» **Job**
Copy the listing below line for line, with no changes, and omit the pictures from your copy.

» **Records provided**

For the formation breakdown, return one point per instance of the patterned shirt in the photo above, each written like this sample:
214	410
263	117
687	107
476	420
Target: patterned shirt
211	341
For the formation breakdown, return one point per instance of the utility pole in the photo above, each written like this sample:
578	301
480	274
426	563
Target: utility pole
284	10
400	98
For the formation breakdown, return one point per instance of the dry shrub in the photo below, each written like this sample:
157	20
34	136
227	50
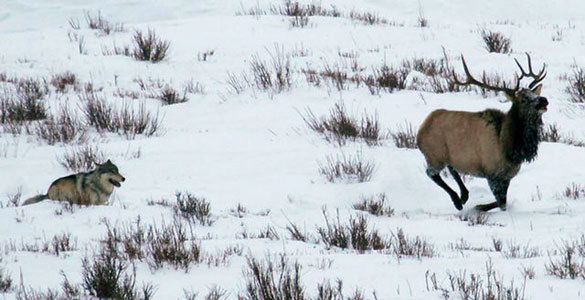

» **Reply to the task**
For the formation breakdown, return one point per instance of the patterned shirt in the photo above, each written like this sample:
214	410
263	117
687	107
476	420
Target: patterned shirt
211	341
For the formation breakdown, return one point per instance of the utility pole in the photo above, each written like this sample:
578	301
480	274
426	563
Target: utility pole
284	10
400	98
For the formation breakdown, return one point per instance of the dry shrub in the photo below, each written like this sample:
157	20
34	136
227	50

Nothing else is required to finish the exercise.